Every line below that includes the word "weathered" needs to be copied.

Records for this exercise.
*****
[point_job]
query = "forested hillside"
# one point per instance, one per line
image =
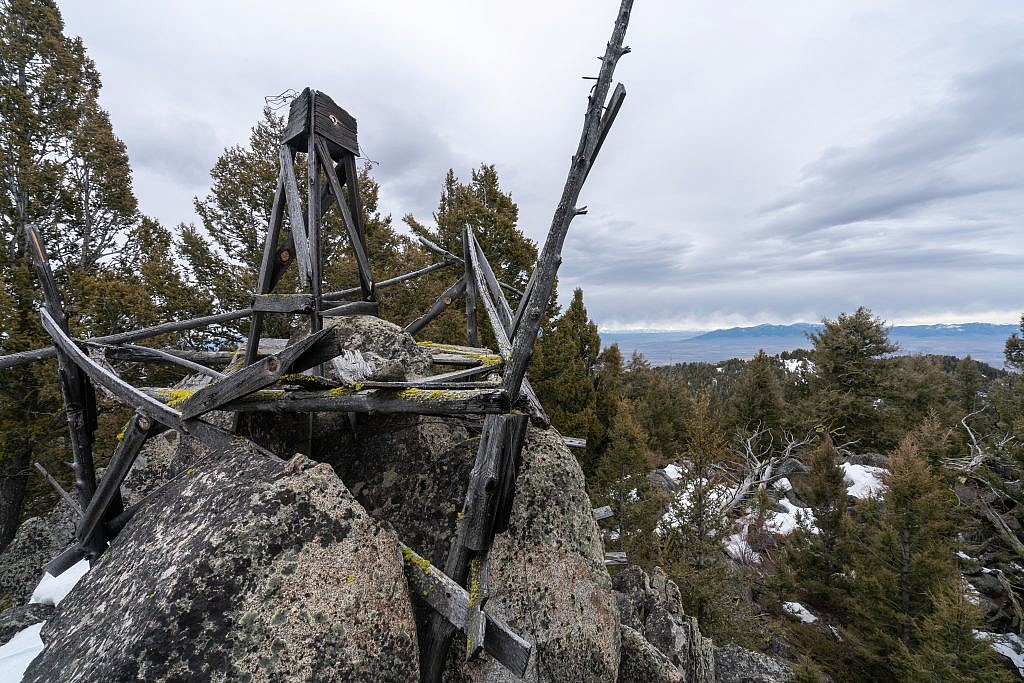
(850, 509)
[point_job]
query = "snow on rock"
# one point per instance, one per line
(1009, 645)
(800, 611)
(863, 480)
(51, 590)
(784, 523)
(17, 653)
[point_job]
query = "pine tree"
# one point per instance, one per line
(945, 645)
(901, 553)
(848, 384)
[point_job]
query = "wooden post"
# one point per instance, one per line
(547, 265)
(79, 396)
(471, 292)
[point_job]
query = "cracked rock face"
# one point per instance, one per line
(246, 567)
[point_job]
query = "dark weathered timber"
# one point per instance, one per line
(69, 557)
(574, 441)
(614, 558)
(265, 283)
(421, 401)
(105, 504)
(72, 503)
(145, 333)
(547, 265)
(352, 308)
(172, 356)
(249, 379)
(471, 291)
(480, 263)
(283, 303)
(501, 433)
(295, 218)
(100, 375)
(449, 255)
(451, 601)
(354, 236)
(79, 395)
(332, 296)
(351, 175)
(437, 307)
(497, 324)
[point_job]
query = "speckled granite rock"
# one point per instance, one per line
(547, 574)
(652, 606)
(246, 568)
(736, 665)
(642, 663)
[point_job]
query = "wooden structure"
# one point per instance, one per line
(327, 136)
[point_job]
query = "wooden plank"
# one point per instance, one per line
(249, 379)
(437, 307)
(352, 308)
(78, 393)
(331, 296)
(550, 258)
(105, 504)
(72, 503)
(366, 276)
(421, 401)
(614, 559)
(283, 303)
(472, 290)
(35, 355)
(451, 601)
(295, 217)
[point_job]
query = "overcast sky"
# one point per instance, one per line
(774, 162)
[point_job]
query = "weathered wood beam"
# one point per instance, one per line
(331, 296)
(423, 401)
(452, 601)
(354, 237)
(249, 379)
(283, 303)
(547, 265)
(295, 218)
(35, 355)
(173, 356)
(472, 291)
(208, 434)
(437, 307)
(72, 503)
(352, 308)
(614, 558)
(107, 503)
(79, 395)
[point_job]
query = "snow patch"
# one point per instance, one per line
(863, 480)
(800, 611)
(52, 590)
(17, 653)
(1009, 645)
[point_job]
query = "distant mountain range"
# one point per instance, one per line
(982, 341)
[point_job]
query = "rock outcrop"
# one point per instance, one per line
(246, 567)
(652, 606)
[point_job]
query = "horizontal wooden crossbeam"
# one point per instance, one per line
(453, 602)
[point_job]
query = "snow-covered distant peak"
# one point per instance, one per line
(863, 480)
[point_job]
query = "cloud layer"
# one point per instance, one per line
(770, 164)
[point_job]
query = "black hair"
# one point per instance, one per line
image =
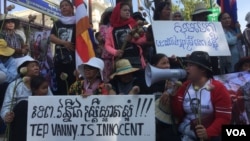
*****
Solution for this task.
query = "dark weathered timber"
query = "weathered wood beam"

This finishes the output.